Given exercise: Gather all lines in the items below that contain the word "every".

Entries from an annotation dataset:

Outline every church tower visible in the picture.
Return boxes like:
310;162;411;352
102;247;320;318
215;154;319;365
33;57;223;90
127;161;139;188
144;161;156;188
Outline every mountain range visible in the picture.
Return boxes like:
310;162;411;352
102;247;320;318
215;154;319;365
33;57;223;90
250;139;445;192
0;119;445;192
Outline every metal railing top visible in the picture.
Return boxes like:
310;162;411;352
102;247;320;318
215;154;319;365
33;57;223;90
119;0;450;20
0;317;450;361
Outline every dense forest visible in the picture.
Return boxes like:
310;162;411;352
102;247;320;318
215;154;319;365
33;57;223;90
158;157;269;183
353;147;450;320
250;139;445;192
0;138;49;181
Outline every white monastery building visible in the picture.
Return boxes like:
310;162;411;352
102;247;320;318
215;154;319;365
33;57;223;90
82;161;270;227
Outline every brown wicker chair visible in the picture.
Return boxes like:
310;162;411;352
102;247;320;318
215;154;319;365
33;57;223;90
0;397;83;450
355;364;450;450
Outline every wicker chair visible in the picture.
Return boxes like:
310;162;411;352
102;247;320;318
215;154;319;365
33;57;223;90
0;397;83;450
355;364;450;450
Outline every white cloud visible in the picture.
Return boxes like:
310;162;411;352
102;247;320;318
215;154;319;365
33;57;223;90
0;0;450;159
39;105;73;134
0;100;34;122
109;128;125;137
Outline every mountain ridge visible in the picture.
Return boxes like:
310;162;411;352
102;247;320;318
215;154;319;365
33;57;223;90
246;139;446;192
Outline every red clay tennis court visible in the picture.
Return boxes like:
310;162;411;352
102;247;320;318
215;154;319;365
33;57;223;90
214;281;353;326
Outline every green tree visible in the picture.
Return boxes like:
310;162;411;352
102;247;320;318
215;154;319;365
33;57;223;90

Output below:
Outline every church tower visible in the picture.
Outline every mountain range visible in the picture.
Outline every metal railing top visible in the picture.
Outline every dense forest visible in the picture.
Outline every white monastery building visible in the picture.
Outline every brown wicker chair visible in the picture.
Outline every wicker chair visible in the picture.
Outline every white cloud visible in the picture.
Outline every mountain ridge visible in the picture.
Outline every red clay tennis court visible in the picture.
Outline every green tree visible in the picture.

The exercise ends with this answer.